To do =>
Which lines in the rows below contain the word "yellow"? Case counts. Pull out every such line and copy it.

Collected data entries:

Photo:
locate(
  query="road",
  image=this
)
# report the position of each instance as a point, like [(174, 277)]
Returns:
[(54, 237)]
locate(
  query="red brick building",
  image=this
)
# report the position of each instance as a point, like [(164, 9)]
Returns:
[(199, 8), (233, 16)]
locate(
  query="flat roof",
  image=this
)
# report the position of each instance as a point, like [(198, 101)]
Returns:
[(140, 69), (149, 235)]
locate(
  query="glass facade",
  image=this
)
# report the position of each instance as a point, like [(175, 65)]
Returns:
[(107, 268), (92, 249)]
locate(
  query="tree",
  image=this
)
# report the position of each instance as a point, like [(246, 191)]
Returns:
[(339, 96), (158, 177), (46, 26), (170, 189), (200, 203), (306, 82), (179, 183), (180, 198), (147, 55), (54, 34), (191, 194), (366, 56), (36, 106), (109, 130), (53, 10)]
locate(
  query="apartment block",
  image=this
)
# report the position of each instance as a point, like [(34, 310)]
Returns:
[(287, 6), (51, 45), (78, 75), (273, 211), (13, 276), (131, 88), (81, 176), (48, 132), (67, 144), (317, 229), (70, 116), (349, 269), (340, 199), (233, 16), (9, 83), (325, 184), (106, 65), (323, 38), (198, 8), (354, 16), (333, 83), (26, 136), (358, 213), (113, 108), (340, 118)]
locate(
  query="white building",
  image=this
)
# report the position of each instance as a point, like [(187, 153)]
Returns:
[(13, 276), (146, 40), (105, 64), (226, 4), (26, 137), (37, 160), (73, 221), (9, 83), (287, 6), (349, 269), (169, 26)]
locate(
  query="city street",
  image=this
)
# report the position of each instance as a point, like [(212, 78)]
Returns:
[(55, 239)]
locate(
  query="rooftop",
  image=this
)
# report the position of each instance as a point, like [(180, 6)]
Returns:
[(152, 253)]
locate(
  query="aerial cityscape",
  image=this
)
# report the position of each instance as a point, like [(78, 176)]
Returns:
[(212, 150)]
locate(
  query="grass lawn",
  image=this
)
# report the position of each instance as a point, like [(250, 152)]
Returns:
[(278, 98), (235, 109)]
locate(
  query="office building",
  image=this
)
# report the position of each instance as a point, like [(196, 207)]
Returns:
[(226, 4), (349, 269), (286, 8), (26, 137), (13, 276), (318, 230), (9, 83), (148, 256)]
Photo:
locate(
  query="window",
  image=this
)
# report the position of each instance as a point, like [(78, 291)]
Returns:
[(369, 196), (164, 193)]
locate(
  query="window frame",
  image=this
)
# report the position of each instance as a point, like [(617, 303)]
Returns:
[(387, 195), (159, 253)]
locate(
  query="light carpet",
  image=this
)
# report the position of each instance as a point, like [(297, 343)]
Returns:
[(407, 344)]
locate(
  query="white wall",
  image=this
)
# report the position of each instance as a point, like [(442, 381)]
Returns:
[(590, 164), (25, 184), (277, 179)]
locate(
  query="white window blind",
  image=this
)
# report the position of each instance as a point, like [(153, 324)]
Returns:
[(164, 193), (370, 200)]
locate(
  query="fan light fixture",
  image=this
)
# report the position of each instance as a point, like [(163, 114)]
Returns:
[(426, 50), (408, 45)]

* * *

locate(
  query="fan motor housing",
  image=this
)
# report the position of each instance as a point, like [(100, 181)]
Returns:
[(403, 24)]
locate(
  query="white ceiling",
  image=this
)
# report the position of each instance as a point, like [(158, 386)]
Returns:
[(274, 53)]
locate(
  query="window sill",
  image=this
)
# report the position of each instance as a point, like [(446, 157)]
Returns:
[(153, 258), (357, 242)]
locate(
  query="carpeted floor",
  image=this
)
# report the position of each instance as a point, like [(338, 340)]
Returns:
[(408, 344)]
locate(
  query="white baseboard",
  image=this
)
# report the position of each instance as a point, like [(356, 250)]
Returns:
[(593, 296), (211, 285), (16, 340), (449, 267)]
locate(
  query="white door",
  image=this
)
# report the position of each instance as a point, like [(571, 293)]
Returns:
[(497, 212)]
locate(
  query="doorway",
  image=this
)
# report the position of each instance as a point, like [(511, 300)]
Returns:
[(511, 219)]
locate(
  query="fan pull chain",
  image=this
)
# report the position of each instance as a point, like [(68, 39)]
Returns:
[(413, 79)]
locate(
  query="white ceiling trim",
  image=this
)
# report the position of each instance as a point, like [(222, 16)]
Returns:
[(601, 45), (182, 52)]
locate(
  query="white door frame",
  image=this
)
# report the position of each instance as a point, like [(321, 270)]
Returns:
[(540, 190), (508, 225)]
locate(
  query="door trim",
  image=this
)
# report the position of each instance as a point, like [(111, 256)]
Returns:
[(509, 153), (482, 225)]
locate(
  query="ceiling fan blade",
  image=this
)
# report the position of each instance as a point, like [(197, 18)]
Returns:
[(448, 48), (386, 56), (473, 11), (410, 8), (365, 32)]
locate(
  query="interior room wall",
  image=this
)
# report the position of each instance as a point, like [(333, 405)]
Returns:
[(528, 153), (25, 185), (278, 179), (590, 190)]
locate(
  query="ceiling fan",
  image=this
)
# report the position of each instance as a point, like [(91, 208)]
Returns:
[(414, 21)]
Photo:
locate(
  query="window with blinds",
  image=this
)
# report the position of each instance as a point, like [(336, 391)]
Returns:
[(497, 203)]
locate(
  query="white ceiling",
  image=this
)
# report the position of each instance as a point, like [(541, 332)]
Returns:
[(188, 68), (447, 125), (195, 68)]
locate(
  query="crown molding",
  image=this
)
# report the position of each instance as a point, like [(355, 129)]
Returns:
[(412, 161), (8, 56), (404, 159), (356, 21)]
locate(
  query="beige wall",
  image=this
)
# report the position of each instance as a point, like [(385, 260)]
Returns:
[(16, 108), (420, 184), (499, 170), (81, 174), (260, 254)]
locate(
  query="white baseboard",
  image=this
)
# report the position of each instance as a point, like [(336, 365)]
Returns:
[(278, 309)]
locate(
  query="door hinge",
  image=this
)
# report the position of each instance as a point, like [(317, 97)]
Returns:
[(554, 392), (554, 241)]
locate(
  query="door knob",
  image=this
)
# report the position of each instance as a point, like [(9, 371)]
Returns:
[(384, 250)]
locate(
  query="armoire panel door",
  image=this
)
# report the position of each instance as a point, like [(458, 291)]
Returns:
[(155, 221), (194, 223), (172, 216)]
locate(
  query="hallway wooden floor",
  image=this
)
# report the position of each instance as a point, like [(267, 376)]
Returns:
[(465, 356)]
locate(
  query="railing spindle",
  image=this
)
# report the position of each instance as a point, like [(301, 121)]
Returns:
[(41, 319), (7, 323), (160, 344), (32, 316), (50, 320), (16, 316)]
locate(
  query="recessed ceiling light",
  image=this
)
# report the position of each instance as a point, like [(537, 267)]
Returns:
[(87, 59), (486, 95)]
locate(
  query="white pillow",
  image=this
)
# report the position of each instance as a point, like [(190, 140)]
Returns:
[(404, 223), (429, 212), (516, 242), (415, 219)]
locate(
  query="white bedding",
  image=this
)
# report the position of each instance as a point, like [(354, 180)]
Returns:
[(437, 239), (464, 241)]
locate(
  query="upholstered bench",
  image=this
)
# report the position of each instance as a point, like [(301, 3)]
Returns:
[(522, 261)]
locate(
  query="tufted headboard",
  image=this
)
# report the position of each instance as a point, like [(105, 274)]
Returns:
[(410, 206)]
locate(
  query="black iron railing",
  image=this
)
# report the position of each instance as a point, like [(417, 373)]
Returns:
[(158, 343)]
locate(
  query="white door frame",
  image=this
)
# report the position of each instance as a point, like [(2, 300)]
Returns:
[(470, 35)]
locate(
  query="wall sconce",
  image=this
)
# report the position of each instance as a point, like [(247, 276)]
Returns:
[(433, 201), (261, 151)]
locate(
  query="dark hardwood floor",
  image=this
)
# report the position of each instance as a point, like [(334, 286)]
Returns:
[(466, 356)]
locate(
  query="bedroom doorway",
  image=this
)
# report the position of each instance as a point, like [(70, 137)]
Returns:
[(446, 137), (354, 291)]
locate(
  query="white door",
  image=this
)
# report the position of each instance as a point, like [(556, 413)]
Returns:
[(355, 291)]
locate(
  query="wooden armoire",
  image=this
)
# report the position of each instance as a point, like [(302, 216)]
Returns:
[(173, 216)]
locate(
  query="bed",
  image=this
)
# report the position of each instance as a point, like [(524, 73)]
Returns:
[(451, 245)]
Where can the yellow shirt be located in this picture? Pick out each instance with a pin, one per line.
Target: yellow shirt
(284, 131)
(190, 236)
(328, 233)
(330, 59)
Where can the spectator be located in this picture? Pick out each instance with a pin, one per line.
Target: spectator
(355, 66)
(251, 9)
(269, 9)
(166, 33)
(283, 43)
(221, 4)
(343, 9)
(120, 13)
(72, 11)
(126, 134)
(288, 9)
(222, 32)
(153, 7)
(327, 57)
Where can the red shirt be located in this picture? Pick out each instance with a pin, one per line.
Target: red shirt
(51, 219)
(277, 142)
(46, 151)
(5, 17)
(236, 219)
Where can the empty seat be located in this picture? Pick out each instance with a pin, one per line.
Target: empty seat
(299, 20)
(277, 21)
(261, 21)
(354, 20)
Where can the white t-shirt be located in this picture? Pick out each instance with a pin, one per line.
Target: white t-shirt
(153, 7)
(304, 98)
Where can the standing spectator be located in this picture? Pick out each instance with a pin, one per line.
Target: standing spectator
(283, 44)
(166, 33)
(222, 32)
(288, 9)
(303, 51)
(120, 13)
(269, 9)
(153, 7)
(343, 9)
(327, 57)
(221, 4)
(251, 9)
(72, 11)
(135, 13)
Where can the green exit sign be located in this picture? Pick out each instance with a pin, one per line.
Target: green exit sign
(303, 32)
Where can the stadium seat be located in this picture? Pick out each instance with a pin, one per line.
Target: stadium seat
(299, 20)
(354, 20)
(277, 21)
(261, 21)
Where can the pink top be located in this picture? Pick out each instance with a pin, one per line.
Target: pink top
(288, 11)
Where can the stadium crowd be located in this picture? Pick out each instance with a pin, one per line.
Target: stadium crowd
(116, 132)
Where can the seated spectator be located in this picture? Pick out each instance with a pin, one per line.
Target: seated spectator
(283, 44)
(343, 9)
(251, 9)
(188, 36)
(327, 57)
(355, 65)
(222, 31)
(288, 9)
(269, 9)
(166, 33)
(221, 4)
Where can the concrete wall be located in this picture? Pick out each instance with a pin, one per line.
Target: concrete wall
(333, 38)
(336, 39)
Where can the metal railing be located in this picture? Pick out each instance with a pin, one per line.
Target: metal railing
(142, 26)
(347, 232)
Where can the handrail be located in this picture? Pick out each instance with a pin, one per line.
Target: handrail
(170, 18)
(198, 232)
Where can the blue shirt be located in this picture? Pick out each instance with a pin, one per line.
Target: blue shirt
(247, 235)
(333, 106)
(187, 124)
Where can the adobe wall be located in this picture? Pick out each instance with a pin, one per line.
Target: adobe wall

Full output =>
Where can the yellow shirt be located in this picture? Pick out each instance with a pin, one per line.
Target: yellow shirt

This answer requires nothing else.